• **Directions**
Locate every line in the records below that contains the string "Would" and copy each one in full. Matching is case-sensitive.

• **Materials provided**
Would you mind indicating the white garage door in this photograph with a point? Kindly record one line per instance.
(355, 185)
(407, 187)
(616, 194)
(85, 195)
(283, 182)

• **Answer below**
Would you mind indicating the white garage door in this photograph with a point? Kindly record one line per instance.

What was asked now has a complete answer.